BRIEF: Reproduce the whole listing that follows, exactly as it stands.

MATERIAL TO PROCESS:
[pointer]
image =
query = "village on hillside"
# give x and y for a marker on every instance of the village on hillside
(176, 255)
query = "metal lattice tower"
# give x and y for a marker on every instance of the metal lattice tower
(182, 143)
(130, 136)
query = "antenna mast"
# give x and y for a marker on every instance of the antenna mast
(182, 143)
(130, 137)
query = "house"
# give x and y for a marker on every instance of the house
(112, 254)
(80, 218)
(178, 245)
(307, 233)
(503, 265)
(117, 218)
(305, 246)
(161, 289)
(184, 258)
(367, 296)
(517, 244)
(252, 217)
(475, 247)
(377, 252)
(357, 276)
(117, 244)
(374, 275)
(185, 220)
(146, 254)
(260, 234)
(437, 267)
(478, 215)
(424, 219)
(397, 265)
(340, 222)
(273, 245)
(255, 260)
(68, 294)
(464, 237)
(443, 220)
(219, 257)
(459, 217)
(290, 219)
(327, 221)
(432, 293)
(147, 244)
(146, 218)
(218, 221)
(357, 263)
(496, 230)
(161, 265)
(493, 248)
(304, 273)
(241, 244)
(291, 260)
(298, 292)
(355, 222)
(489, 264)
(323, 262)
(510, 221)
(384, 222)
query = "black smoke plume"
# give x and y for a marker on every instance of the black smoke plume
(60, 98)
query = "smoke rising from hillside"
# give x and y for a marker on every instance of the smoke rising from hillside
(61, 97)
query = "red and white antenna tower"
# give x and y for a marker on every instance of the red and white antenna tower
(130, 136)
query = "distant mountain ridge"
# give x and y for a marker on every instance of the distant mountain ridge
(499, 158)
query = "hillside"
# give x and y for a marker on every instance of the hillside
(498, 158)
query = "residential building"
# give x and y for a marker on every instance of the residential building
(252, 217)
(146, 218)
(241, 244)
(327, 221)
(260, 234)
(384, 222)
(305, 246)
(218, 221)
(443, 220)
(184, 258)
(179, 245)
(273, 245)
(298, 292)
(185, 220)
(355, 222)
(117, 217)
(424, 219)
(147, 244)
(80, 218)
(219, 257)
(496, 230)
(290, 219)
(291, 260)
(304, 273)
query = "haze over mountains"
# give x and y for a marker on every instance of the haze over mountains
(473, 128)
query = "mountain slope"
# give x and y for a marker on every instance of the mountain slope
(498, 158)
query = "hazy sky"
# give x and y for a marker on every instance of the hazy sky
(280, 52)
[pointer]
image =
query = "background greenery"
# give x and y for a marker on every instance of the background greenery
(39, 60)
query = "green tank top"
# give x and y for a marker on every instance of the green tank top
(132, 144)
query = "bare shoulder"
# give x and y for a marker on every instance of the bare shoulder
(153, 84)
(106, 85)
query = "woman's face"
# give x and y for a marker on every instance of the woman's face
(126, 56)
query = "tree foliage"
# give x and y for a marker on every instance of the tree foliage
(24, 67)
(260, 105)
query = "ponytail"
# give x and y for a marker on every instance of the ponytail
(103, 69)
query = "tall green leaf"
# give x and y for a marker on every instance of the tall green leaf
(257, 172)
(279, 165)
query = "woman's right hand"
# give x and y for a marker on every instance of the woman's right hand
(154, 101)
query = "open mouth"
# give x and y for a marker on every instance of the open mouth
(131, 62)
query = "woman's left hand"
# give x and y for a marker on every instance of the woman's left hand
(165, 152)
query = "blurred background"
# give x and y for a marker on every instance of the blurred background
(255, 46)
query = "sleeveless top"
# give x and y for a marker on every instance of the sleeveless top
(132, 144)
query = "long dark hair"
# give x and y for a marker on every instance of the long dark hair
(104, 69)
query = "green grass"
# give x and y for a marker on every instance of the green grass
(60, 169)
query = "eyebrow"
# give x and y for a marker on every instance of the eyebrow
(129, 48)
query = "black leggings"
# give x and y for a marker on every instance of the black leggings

WRITTEN RESPONSE:
[pointer]
image =
query = "village on hillside"
# give x and y for a marker on every instance of the village on hillside
(176, 255)
query = "metal lattice tower"
# give x and y for a marker on every instance of the metal lattice tower
(182, 143)
(130, 136)
query = "antenna mast"
# give x and y for a marker on every instance of the antenna mast
(182, 143)
(130, 137)
query = "house"
# give x and y for a marker on every instance of the house
(112, 254)
(80, 218)
(178, 245)
(307, 233)
(503, 265)
(117, 218)
(305, 246)
(161, 289)
(184, 258)
(367, 296)
(517, 244)
(252, 217)
(475, 247)
(377, 252)
(357, 276)
(117, 244)
(374, 275)
(185, 220)
(146, 254)
(260, 234)
(437, 267)
(478, 215)
(424, 219)
(397, 265)
(340, 222)
(273, 245)
(255, 260)
(68, 294)
(464, 237)
(443, 220)
(219, 257)
(459, 217)
(290, 219)
(327, 221)
(432, 293)
(147, 244)
(146, 218)
(218, 221)
(357, 263)
(496, 230)
(161, 265)
(493, 248)
(304, 273)
(241, 244)
(291, 260)
(298, 292)
(355, 222)
(489, 264)
(323, 262)
(510, 221)
(384, 222)
query = "black smoke plume"
# give x and y for a marker on every instance of the black smoke plume
(60, 98)
query = "smoke rising from hillside"
# give x and y for a marker on every instance of the smoke rising from hillside
(61, 97)
query = "red and white antenna tower"
# give x and y for a marker on every instance of the red and white antenna tower
(130, 136)
query = "distant mountain ridge"
# give x and y for a marker on every instance of the distant mountain ridge
(499, 158)
query = "hillside"
# give x and y for a marker on every instance of the hillside
(498, 158)
query = "residential building"
# give x and y for a marker on every instance of the residential building
(252, 217)
(146, 218)
(241, 244)
(327, 221)
(260, 234)
(384, 222)
(305, 246)
(218, 221)
(443, 220)
(184, 258)
(179, 245)
(273, 245)
(298, 292)
(185, 220)
(355, 222)
(117, 217)
(424, 219)
(147, 244)
(80, 218)
(219, 257)
(496, 230)
(290, 219)
(291, 260)
(304, 273)
query = "haze over mountains"
# give x and y for a marker on every instance of the haze over mountains
(473, 128)
query = "mountain slope"
# give x and y for a marker on every instance of the mountain slope
(498, 158)
query = "hazy sky"
# give x and y for a marker on every instance of the hazy sky
(280, 52)
[pointer]
image =
query = "background greenery"
# give x and y for a marker on every instance of the background greenery
(39, 60)
query = "green tank top"
# give x and y for a marker on every instance of the green tank top
(132, 144)
query = "bare shoulder"
# give x and y for a marker on every instance of the bare shoulder
(153, 84)
(106, 85)
query = "woman's face"
# give x and y for a marker on every instance of the woman's face
(126, 56)
query = "tree foliage"
# give x and y for a marker on every instance of the tree foliage
(24, 67)
(260, 105)
query = "ponytail"
# give x and y for a marker on every instance of the ponytail
(103, 69)
query = "tall green leaf"
# give x and y for a marker on every instance of the tall green leaf
(257, 172)
(279, 165)
query = "woman's right hand"
# give x and y for a marker on every instance of the woman's right hand
(154, 101)
query = "open mouth"
# give x and y for a marker on every instance of the open mouth
(131, 62)
query = "woman's left hand"
# give x and y for a marker on every instance of the woman's left hand
(165, 152)
query = "blurred background"
# give x and y for a marker on every instance of the blurred background
(255, 46)
query = "sleeveless top"
# give x and y for a marker on every instance of the sleeveless top
(132, 144)
query = "long dark hair"
# give x and y for a marker on every instance of the long dark hair
(104, 69)
query = "green grass"
# give x and y for a marker on every instance of the green grass
(60, 169)
query = "eyebrow"
# give x and y for a marker on every instance of the eyebrow
(129, 48)
query = "black leggings"
# give x and y for a marker on every instance of the black leggings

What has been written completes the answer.